Provided text: Begin

Museum of America in the Pandemic Year, 2020

Pick a SPECIFIC date to explore

-May 15: The House passes $3 trillion coronavirus relief package. President Trump fires State Department Inspector General Steve Linick, saying the 2013 Obama appointee “no longer” has his “fullest confidence.”

-May 16: Protesters gather outside the Glynn County courthouse in Georgia to demand the resignation of Jackie Johnson, the Brunswick Judicial Circuit district attorney, and George Barnhill, the Waycross circuit district attorney for their roles in the investigation into the death of Ahmaud Arbery, a 25-year-old black man who was shot while out jogging. 

-May 17: Governors continue to reopen as deaths pass 90,000.

From the Cutting Room Floor...

When Dr. Anthony Fauci is on screen, people listen. Unfortunately, we haven’t seen him on screen for some time, which is according to plan, apparently. He last appeared on Chris Cuomo’s Prime Time a couple of weeks ago. Something similar happened in March—basically any time he begins to take too much attention off the president. The thing is, a lot of Americans find Fauci and Dr. Deborah Birx to be the only trustworthy figures in the room. We get nervous when the president is the only one allowed to talk, swarms of misinformation buzzing out from his mouth. With the actual medical people sidelined, it seems like New York Governor Andrew Cuomo is the only person worth watching, which is leading to some breathless “Cuomo for president” language. But still, competence and compassion matters.

Arguments over “opening” are only getting louder. With the major healthcare voices pushed to the margins for the moment, that dichotomy of public health or personal liberty—which often means ‘liberty to get back to work in an office to make money to buy things to pay sales tax’—flows from corporations and a lot of governors on down. People are still tentative, though. Infection rates in parts of the country not hit in that initial blast on New York and New Jersey don’t seem to be falling much. Those numbers, in fact, might actually be rising. There’s another important thing we just discovered. Some jobs pay so badly that people are making more< money while unemployed than they do when employed. This really hacks certain politicians off.

Provided text: End
Dataset entries: Begin

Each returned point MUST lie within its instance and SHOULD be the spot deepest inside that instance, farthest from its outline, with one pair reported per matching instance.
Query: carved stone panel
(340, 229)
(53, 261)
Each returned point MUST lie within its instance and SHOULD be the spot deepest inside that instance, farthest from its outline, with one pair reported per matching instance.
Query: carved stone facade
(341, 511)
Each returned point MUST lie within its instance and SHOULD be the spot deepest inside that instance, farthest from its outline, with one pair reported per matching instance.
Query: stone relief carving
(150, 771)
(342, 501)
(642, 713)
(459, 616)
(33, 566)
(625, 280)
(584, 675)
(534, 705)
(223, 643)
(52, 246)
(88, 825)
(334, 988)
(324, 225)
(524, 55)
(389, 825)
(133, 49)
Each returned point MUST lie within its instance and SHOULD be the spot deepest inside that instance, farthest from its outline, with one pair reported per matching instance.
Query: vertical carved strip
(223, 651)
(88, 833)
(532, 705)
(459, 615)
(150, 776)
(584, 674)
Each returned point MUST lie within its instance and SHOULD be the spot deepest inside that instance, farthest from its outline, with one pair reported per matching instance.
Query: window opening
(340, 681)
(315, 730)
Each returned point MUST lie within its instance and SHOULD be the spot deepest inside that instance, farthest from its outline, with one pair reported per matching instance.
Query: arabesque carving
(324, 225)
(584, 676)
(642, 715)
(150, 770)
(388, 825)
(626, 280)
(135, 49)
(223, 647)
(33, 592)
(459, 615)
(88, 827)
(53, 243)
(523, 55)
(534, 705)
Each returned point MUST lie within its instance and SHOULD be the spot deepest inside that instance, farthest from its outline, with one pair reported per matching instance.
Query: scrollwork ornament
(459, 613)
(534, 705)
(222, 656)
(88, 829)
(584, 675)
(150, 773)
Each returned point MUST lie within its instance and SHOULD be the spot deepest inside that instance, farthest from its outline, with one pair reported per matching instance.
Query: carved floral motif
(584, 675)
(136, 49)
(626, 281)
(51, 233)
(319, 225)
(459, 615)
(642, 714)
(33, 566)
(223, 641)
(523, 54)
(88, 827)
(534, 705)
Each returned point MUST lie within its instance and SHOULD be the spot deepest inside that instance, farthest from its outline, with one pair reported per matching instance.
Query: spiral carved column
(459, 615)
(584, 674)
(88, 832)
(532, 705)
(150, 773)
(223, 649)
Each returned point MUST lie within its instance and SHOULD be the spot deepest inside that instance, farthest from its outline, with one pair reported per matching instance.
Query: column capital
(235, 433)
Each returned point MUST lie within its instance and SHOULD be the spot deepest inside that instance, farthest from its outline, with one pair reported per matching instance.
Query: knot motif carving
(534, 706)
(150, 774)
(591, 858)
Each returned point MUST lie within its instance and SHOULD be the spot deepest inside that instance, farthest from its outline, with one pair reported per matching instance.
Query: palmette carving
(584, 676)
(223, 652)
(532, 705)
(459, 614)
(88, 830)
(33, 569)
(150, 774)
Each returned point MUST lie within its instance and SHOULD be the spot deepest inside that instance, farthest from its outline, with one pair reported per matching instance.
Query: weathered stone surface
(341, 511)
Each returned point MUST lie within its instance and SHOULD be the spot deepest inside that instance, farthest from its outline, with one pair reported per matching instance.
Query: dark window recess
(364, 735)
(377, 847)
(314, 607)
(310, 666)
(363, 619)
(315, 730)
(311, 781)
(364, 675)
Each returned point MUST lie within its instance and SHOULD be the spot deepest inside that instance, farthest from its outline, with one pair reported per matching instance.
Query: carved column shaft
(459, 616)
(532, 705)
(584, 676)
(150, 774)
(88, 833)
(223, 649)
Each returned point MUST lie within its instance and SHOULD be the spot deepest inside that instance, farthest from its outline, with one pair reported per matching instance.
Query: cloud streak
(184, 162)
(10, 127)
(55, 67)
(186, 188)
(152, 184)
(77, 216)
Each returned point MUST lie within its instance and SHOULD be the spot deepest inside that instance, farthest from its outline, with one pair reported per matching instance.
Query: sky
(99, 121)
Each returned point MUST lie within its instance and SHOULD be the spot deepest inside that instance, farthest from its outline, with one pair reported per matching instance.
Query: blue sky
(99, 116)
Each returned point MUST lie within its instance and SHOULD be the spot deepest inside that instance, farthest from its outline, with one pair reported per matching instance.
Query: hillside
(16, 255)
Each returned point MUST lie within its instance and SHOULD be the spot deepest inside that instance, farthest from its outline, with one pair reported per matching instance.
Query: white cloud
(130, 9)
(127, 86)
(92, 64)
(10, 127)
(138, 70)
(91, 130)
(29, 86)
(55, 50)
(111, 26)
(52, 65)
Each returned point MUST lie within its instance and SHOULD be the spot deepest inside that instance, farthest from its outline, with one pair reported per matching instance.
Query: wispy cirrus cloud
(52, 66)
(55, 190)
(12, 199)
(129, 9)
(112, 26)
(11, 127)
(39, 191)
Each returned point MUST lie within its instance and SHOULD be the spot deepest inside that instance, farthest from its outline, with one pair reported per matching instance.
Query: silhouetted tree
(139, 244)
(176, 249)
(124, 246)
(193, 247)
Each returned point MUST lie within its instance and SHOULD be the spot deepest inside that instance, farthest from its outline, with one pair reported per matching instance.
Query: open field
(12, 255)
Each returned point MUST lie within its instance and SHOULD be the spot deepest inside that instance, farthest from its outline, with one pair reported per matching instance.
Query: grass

Dataset entries: End

- **List of tasks**:
1 > According to the text on America in the 2020 pandemic year, on which show did Dr. Anthony Fauci last appear?
2 > In the pandemic-year text, rewrite the passage from "-May 15: The" to "deaths pass 90,000.", substituting "running" for "jogging".
3 > Pick up the text on America in the 2020 pandemic year after its last sentence and carry it on.

- **Responses by task**:
1 > He last appeared on Chris Cuomo's Prime Time.

2 >
-May 15: The House passes $3 trillion coronavirus relief package. President Trump fires State Department Inspector General Steve Linick, saying the 2013 Obama appointee “no longer” has his “fullest confidence.”

-May 16: Protesters gather outside the Glynn County courthouse in Georgia to demand the resignation of Jackie Johnson, the Brunswick Judicial Circuit district attorney, and George Barnhill, the Waycross circuit district attorney for their roles in the investigation into the death of Ahmaud Arbery, a 25-year-old black man who was shot while out running. 

-May 17: Governors continue to reopen as deaths pass 90,000.

3 >
Drowned out of these “opening” conversations are voices of marginalized people stuck in difficult situations who desperately want the pandemic to be enough under control that they can leave. “I’m a closeted Lesbian that is back in a homophobic house because of COVID-19,” writes one. It’s an anonymous cry for help Avery Smith shared with me. There are so many like it from all over our shutdown nation, and they provide an entirely different angle on the reopening debate.

Avery Smith hosts a highly respected podcast “Blessed are the Binary Breakers” and blog Queerly Christian highlighting the struggles and triumphs faced by the LGBTQA+ and gender nonconforming community. With a theology degree, Avery especially wants to create a safe space where those who are younger and are “still figuring themselves out”—at an earlier stage in their journey, perhaps—can be themselves, can find comfort, camaraderie, support, wisdom. Avery’s spaces are there for hard questions, “anything from ‘how do you know I’m not going to Hell?’ to ‘I’m closeted; I’m stuck at home with my parents; what do I do?’—this is a huge one right now,” Avery points out.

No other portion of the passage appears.